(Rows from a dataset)
* begin *

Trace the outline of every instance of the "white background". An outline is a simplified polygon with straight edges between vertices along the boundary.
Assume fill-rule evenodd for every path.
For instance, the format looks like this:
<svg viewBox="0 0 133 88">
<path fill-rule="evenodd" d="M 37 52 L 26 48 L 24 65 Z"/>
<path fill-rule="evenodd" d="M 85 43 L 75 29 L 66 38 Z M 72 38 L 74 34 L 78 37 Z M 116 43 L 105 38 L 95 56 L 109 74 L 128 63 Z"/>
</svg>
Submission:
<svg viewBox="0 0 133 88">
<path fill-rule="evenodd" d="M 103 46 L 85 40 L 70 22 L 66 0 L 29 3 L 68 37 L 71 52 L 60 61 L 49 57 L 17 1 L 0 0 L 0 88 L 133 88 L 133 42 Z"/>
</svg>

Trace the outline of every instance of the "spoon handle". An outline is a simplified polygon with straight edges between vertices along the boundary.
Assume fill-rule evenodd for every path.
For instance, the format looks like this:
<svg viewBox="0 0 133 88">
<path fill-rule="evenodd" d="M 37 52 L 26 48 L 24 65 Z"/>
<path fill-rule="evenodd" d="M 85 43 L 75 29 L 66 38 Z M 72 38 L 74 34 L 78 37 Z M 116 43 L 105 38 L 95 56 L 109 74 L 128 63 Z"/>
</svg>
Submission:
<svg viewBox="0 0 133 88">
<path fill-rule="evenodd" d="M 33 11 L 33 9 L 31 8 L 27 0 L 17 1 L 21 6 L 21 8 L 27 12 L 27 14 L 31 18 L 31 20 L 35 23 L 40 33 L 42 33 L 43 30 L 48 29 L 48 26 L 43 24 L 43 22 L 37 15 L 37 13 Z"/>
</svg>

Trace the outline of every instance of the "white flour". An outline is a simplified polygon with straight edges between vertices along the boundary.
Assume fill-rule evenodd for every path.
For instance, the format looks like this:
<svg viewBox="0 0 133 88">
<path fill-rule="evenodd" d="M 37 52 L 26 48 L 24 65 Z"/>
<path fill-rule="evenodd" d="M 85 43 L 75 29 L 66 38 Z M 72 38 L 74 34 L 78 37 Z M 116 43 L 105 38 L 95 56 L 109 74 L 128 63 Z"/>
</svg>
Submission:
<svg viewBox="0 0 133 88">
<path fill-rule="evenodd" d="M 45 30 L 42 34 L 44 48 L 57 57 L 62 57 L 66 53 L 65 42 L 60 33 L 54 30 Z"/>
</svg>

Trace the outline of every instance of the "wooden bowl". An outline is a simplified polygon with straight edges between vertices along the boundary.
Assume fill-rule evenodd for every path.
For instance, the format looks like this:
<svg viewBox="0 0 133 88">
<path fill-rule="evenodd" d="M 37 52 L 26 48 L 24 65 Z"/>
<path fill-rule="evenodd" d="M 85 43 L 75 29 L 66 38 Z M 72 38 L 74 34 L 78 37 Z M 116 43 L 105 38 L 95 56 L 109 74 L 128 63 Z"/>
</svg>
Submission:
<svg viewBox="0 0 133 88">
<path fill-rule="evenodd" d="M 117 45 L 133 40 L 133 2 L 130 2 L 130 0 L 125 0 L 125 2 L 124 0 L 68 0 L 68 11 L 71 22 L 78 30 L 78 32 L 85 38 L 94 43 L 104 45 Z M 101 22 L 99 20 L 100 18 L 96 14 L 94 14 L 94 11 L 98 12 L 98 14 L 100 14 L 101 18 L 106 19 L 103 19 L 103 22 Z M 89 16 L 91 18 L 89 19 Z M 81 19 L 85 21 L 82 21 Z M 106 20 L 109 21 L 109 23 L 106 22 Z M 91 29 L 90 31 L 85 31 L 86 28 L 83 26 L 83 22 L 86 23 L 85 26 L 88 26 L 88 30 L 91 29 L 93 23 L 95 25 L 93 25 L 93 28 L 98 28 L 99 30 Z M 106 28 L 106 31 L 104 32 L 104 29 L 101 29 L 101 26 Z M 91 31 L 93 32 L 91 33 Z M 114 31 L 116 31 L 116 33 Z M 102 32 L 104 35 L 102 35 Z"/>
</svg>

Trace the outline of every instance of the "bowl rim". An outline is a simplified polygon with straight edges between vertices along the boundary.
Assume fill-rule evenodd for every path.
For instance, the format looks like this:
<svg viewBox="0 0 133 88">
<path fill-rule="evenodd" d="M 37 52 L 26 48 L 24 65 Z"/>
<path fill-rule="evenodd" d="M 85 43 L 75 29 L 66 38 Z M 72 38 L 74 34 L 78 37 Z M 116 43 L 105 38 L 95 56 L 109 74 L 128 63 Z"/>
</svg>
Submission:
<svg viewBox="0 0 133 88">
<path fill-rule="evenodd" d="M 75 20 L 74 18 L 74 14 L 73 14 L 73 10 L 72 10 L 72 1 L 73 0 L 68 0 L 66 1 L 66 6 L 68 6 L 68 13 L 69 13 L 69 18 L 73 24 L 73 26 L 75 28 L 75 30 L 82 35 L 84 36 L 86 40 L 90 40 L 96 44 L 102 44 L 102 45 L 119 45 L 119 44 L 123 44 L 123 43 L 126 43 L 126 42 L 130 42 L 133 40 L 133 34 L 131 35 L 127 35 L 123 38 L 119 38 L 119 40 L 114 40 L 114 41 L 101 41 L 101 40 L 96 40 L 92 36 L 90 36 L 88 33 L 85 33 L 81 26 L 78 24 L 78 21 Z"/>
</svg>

* end *

▶ [Exercise prompt]
Every entry must be output again, exactly as written above.

▶ [Answer for this exercise]
Trace the outline of every instance of the "white background". An outline is a simplified polygon with straight edges between vertices along the boundary.
Assume fill-rule evenodd for every path.
For instance, the format looks like this:
<svg viewBox="0 0 133 88">
<path fill-rule="evenodd" d="M 37 52 L 26 48 L 24 65 Z"/>
<path fill-rule="evenodd" d="M 85 43 L 75 29 L 66 38 Z M 72 38 L 74 34 L 78 37 Z M 116 43 L 105 38 L 95 56 L 109 74 L 128 63 Z"/>
</svg>
Submission:
<svg viewBox="0 0 133 88">
<path fill-rule="evenodd" d="M 103 46 L 85 40 L 70 22 L 66 0 L 29 3 L 68 37 L 71 52 L 60 61 L 49 57 L 17 1 L 0 0 L 0 88 L 133 88 L 133 42 Z"/>
</svg>

Trace the outline of every instance of the "spoon handle". An outline is a simplified polygon with straight edges between vertices along the boundary.
Assume fill-rule evenodd for every path.
For instance, the format looks like this:
<svg viewBox="0 0 133 88">
<path fill-rule="evenodd" d="M 37 52 L 26 48 L 24 65 Z"/>
<path fill-rule="evenodd" d="M 85 43 L 75 29 L 66 38 Z M 72 38 L 74 34 L 78 37 Z M 116 43 L 105 38 L 95 56 L 109 74 L 128 63 Z"/>
</svg>
Submission:
<svg viewBox="0 0 133 88">
<path fill-rule="evenodd" d="M 33 11 L 33 9 L 31 8 L 27 0 L 17 1 L 21 6 L 21 8 L 27 12 L 27 14 L 31 18 L 31 20 L 35 23 L 40 33 L 42 33 L 43 30 L 48 29 L 48 26 L 43 24 L 43 22 L 37 15 L 37 13 Z"/>
</svg>

Trace the outline of every instance of the "white flour". An outline is a simplified polygon with straight edges between vertices along the boundary.
Assume fill-rule evenodd for every path.
For instance, the format looks like this:
<svg viewBox="0 0 133 88">
<path fill-rule="evenodd" d="M 37 52 L 26 48 L 24 65 Z"/>
<path fill-rule="evenodd" d="M 85 43 L 75 29 L 66 38 Z M 72 38 L 74 34 L 78 37 Z M 116 43 L 105 38 L 95 56 L 109 74 L 128 63 Z"/>
</svg>
Submission:
<svg viewBox="0 0 133 88">
<path fill-rule="evenodd" d="M 45 30 L 42 34 L 44 48 L 57 57 L 62 57 L 66 53 L 65 42 L 60 33 L 54 30 Z"/>
</svg>

Trace the outline of every instance of the "wooden bowl". An outline is a simplified polygon with straight edges between vertices along the boundary.
Assume fill-rule evenodd for every path.
For instance, the format looks like this:
<svg viewBox="0 0 133 88">
<path fill-rule="evenodd" d="M 37 52 L 26 48 L 24 65 Z"/>
<path fill-rule="evenodd" d="M 85 43 L 75 29 L 66 38 Z M 72 38 L 74 34 L 78 37 Z M 116 43 L 105 38 L 95 56 L 109 74 L 128 63 Z"/>
</svg>
Submission:
<svg viewBox="0 0 133 88">
<path fill-rule="evenodd" d="M 117 45 L 133 40 L 133 2 L 130 2 L 130 0 L 125 0 L 125 2 L 124 0 L 68 0 L 68 11 L 71 22 L 78 30 L 78 32 L 85 38 L 94 43 L 104 45 Z M 101 22 L 99 20 L 100 18 L 96 14 L 94 14 L 94 11 L 98 12 L 98 14 L 100 14 L 101 18 L 106 19 L 103 19 L 103 22 Z M 89 16 L 91 18 L 89 19 Z M 81 19 L 85 21 L 82 21 Z M 106 20 L 109 21 L 109 23 L 106 22 Z M 91 29 L 90 31 L 85 31 L 86 28 L 83 26 L 83 22 L 86 23 L 85 26 L 88 26 L 88 30 L 91 29 L 93 23 L 95 25 L 93 25 L 93 28 L 98 28 L 99 30 Z M 106 28 L 106 31 L 104 32 L 104 29 L 101 29 L 101 26 Z M 91 31 L 93 32 L 91 33 Z M 114 31 L 116 31 L 116 33 Z M 102 32 L 104 35 L 102 35 Z"/>
</svg>

Trace the outline of every instance of the "bowl rim". An outline is a simplified polygon with straight edges between vertices along the boundary.
Assume fill-rule evenodd for every path.
For instance, the format looks like this:
<svg viewBox="0 0 133 88">
<path fill-rule="evenodd" d="M 37 52 L 26 48 L 24 65 Z"/>
<path fill-rule="evenodd" d="M 85 43 L 75 29 L 66 38 Z M 72 38 L 74 34 L 78 37 Z M 116 43 L 105 38 L 95 56 L 109 74 L 128 63 Z"/>
</svg>
Submission:
<svg viewBox="0 0 133 88">
<path fill-rule="evenodd" d="M 75 20 L 74 18 L 74 14 L 73 14 L 73 10 L 72 10 L 72 1 L 73 0 L 68 0 L 66 1 L 66 6 L 68 6 L 68 13 L 69 13 L 69 18 L 73 24 L 73 26 L 75 28 L 75 30 L 82 35 L 84 36 L 86 40 L 90 40 L 96 44 L 102 44 L 102 45 L 119 45 L 119 44 L 123 44 L 123 43 L 126 43 L 126 42 L 130 42 L 133 40 L 133 34 L 131 35 L 127 35 L 123 38 L 119 38 L 119 40 L 114 40 L 114 41 L 101 41 L 101 40 L 96 40 L 92 36 L 90 36 L 88 33 L 85 33 L 81 26 L 78 24 L 78 21 Z"/>
</svg>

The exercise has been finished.